---------- DOCUMENT TEXT
STRONG COMMUNITY TIES: MAKE IT EASY TO ACCEPT SERVICES
The ABO eliminates common barriers to disease management education. It is a family event that takes place in the comfort of the neighborhood school, bus transportation is provided, and families can connect with disease management specialists at the event. Bilingual materials are provided, students receive academic incentives for participation and trusted PE teachers and school nurses provide hands-on education. Campus principals attend to demonstrate the school’s support and understanding of the challenges families face.
TAILORED ENVIRONMENTAL INTERVENTIONS: Educate Care Teams on Environmental Management
The AAEP promotes environmental asthma management at home and in the community. At ABO events, students and families receive counseling from allergists on their personal asthma triggers and how to reduce exposures. The AAEP also trains district-employed family specialists, who serve at the 35 most economically disadvantaged campuses, on asthma triggers and home assessments. The family specialists conduct home visits to deliver a range of services. Since the AAEP training, the specialists have incorporated home assessments and asthma control counseling into these visits.
NEISD’s AAEP was designed to reduce asthma symptoms at school, reduce barriers to guidelines-based treatment, improve district staff understanding of effective asthma management, ensure healthy school learning environments and improve quality of life for students with asthma and their families. The AAEP’s leaders evaluate progress against these goals.
Evaluate Program Implementation
The AAEP’s environmental component trains custodial staff on asthma triggers and prompted district adoption of green cleaning practices; educates teachers and principals on how to establish a healthy learning environment; and teaches high school students about asthma, environmental triggers and indoor air quality issues. Results demonstrate that NEISD’s efforts to manage school environments are working: at one elementary campus, PRN usage declined by 50% two months after the school implemented green and asthma-friendly cleaning practices. When PRN data did not improve as rapidly at several comparable campuses, the AAEP staff investigated and found several classrooms that were not adequately cleaned. After a review with custodial staff of ideal cleaning practices, the PRN data rapidly improved at those campuses as well. Similar investigations prompted by campus-specific PRN usage data – available now that PRN inhaler usage is tracked separately from scheduled inhaler usage – have led to targeted environmental assessments at additional locations within the district. The investigations revealed, for example, overuse of fragrances in a middle school locker room and the need to restore outdoor air ventilation supply. Once the issues were addressed, PRN usage declined by 40% at that middle school.
--------------------
---------- RAW DATA
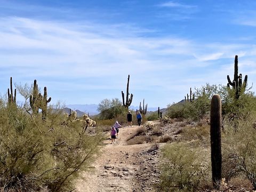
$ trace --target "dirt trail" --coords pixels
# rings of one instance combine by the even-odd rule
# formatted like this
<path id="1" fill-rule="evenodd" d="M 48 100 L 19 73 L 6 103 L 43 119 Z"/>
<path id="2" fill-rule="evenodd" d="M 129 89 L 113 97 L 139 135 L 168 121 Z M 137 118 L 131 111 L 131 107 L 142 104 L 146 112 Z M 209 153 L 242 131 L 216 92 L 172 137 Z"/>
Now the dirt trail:
<path id="1" fill-rule="evenodd" d="M 105 141 L 103 153 L 93 165 L 95 171 L 85 173 L 86 180 L 78 181 L 76 191 L 154 191 L 149 186 L 155 182 L 150 178 L 155 178 L 157 171 L 147 165 L 150 163 L 155 168 L 156 163 L 151 155 L 145 155 L 152 144 L 126 145 L 126 143 L 138 127 L 121 127 L 116 143 L 110 144 L 111 140 Z M 147 172 L 147 169 L 150 172 Z"/>

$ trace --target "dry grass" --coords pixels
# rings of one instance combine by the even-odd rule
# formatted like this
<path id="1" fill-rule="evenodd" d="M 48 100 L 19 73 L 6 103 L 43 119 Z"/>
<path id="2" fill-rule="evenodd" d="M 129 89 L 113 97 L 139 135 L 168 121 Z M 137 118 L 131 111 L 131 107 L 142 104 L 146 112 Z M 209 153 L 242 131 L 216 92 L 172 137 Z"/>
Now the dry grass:
<path id="1" fill-rule="evenodd" d="M 182 139 L 186 140 L 205 140 L 210 137 L 210 126 L 208 125 L 196 126 L 185 126 L 183 127 L 181 133 L 182 135 Z"/>
<path id="2" fill-rule="evenodd" d="M 165 135 L 160 138 L 159 142 L 173 142 L 173 139 L 170 135 Z"/>
<path id="3" fill-rule="evenodd" d="M 153 128 L 151 134 L 153 135 L 161 136 L 163 135 L 163 132 L 160 128 L 156 127 Z"/>
<path id="4" fill-rule="evenodd" d="M 147 141 L 147 138 L 146 135 L 137 136 L 127 141 L 127 145 L 142 144 Z"/>

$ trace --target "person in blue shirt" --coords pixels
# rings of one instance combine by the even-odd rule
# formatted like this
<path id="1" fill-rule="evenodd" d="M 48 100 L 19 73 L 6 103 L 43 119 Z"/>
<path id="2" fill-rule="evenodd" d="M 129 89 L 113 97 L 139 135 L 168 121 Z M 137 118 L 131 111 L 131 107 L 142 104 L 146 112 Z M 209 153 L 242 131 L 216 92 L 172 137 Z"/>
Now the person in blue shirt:
<path id="1" fill-rule="evenodd" d="M 140 111 L 138 111 L 137 114 L 137 121 L 138 124 L 139 125 L 139 126 L 140 126 L 140 124 L 141 123 L 141 121 L 142 121 L 142 116 L 141 116 Z"/>

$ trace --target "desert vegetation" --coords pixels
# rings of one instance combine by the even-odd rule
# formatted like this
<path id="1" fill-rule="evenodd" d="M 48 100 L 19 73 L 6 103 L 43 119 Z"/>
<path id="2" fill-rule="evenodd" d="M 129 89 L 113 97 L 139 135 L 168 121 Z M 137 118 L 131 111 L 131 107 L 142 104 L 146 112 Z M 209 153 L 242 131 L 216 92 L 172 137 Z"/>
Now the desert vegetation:
<path id="1" fill-rule="evenodd" d="M 159 108 L 147 114 L 143 99 L 139 109 L 143 126 L 123 142 L 127 147 L 157 146 L 154 153 L 160 150 L 161 157 L 156 191 L 256 189 L 256 97 L 247 75 L 243 81 L 242 77 L 236 56 L 234 78 L 228 76 L 228 86 L 206 83 L 194 92 L 190 89 L 185 100 L 168 105 L 163 116 Z M 81 172 L 92 170 L 111 126 L 116 121 L 126 125 L 133 98 L 129 80 L 130 75 L 126 100 L 123 92 L 123 101 L 102 100 L 93 120 L 87 115 L 78 118 L 75 111 L 65 114 L 59 103 L 51 105 L 46 87 L 42 94 L 36 80 L 31 86 L 15 84 L 13 92 L 11 78 L 8 97 L 0 100 L 0 189 L 75 189 Z M 17 91 L 24 98 L 20 105 Z M 134 123 L 135 112 L 131 111 Z"/>
<path id="2" fill-rule="evenodd" d="M 91 169 L 102 132 L 86 131 L 95 123 L 86 115 L 78 119 L 65 114 L 60 105 L 47 107 L 46 89 L 43 96 L 36 80 L 33 87 L 19 85 L 17 89 L 25 97 L 21 106 L 12 79 L 8 100 L 0 100 L 1 191 L 72 190 L 81 171 Z"/>
<path id="3" fill-rule="evenodd" d="M 190 91 L 194 99 L 188 94 L 184 102 L 168 106 L 163 123 L 181 118 L 187 124 L 162 149 L 160 190 L 256 189 L 256 97 L 247 79 L 243 82 L 238 75 L 236 56 L 234 79 L 228 76 L 228 86 L 206 84 Z"/>

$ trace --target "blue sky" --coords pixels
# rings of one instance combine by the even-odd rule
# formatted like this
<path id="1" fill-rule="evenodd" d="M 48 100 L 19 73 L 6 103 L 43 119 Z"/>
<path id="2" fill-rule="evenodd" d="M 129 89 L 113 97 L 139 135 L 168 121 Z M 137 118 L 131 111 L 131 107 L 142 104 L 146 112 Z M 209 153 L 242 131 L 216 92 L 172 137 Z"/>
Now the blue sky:
<path id="1" fill-rule="evenodd" d="M 0 93 L 36 79 L 52 103 L 98 104 L 130 74 L 132 105 L 165 107 L 226 85 L 235 55 L 251 86 L 255 29 L 252 0 L 0 0 Z"/>

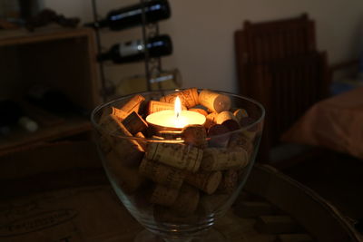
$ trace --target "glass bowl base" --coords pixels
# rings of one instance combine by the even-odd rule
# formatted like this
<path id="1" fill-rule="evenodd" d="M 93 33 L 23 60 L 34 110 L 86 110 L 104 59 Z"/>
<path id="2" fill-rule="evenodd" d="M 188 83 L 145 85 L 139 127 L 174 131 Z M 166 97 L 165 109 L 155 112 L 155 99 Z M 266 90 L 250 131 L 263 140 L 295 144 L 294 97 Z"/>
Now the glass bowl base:
<path id="1" fill-rule="evenodd" d="M 208 230 L 201 237 L 162 238 L 149 230 L 141 231 L 133 242 L 228 242 L 229 240 L 216 229 Z"/>

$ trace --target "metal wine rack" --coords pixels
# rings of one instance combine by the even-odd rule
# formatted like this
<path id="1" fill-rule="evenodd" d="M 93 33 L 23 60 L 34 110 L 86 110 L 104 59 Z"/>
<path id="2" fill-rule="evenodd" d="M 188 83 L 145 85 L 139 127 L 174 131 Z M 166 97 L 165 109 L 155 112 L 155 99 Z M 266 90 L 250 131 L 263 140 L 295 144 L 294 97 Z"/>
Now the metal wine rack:
<path id="1" fill-rule="evenodd" d="M 142 43 L 144 44 L 147 44 L 148 39 L 154 37 L 159 34 L 159 24 L 158 22 L 155 23 L 147 23 L 146 21 L 146 15 L 145 15 L 145 3 L 149 2 L 151 0 L 140 0 L 140 4 L 142 5 Z M 98 22 L 99 20 L 99 15 L 97 11 L 97 3 L 96 0 L 92 0 L 92 6 L 93 6 L 93 21 L 95 23 Z M 101 44 L 101 36 L 100 36 L 100 31 L 98 28 L 95 28 L 95 36 L 96 36 L 96 42 L 97 42 L 97 51 L 98 53 L 102 52 L 102 44 Z M 159 75 L 162 72 L 162 59 L 160 57 L 157 58 L 151 58 L 149 54 L 149 50 L 148 48 L 144 48 L 145 52 L 145 58 L 144 58 L 144 69 L 145 69 L 145 80 L 146 80 L 146 88 L 147 91 L 152 91 L 151 88 L 151 80 L 152 80 L 152 75 Z M 101 95 L 103 99 L 103 101 L 107 100 L 107 96 L 113 92 L 113 89 L 107 88 L 106 84 L 106 78 L 105 78 L 105 73 L 104 73 L 104 65 L 103 62 L 100 61 L 100 74 L 101 74 L 101 85 L 102 85 L 102 91 L 101 91 Z M 114 89 L 114 88 L 113 88 Z"/>

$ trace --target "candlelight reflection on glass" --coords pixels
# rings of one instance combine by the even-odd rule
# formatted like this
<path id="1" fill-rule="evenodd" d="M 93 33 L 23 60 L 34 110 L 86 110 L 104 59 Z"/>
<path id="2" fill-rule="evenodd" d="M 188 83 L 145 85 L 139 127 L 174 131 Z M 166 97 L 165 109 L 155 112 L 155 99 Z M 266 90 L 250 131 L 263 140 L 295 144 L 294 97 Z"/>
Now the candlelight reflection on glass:
<path id="1" fill-rule="evenodd" d="M 106 174 L 146 228 L 135 241 L 224 241 L 211 227 L 247 179 L 263 118 L 253 100 L 195 88 L 97 107 L 92 121 Z"/>

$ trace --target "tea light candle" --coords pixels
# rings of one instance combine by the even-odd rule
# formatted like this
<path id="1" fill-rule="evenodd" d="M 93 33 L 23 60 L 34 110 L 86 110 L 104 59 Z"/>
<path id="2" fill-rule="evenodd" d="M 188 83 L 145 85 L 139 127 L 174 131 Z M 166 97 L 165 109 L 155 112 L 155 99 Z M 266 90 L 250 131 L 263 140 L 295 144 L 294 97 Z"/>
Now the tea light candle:
<path id="1" fill-rule="evenodd" d="M 203 125 L 205 116 L 191 111 L 182 111 L 181 100 L 175 99 L 174 110 L 164 110 L 150 114 L 146 121 L 152 125 L 167 129 L 182 129 L 191 124 Z"/>

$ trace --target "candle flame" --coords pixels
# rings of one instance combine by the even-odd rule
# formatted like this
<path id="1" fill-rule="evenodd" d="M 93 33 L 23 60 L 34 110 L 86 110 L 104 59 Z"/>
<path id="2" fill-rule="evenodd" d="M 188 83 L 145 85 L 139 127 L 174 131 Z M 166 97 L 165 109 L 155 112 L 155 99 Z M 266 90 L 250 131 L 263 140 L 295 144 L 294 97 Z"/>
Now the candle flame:
<path id="1" fill-rule="evenodd" d="M 176 118 L 178 119 L 179 115 L 181 114 L 181 111 L 182 111 L 181 99 L 178 96 L 175 99 L 174 111 L 175 111 Z"/>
--------------------
- TASKS FOR THIS EXERCISE:
• A. Quote the asthma program text word for word, everything from "NEISD’s AAEP was" down to "against these goals.".
• B. Answer these questions from the asthma program text:
(i) Who provides hands-on education at ABO events?
(ii) How many campuses do the district-employed family specialists serve?
(iii) By what percentage did PRN usage decline at the middle school once its issues were addressed?

- ANSWERS TO THIS EXERCISE:
• A.
NEISD’s AAEP was designed to reduce asthma symptoms at school, reduce barriers to guidelines-based treatment, improve district staff understanding of effective asthma management, ensure healthy school learning environments and improve quality of life for students with asthma and their families. The AAEP’s leaders evaluate progress against these goals.

• B.
(i) Trusted PE teachers and school nurses.
(ii) The 35 most economically disadvantaged campuses.
(iii) 40%.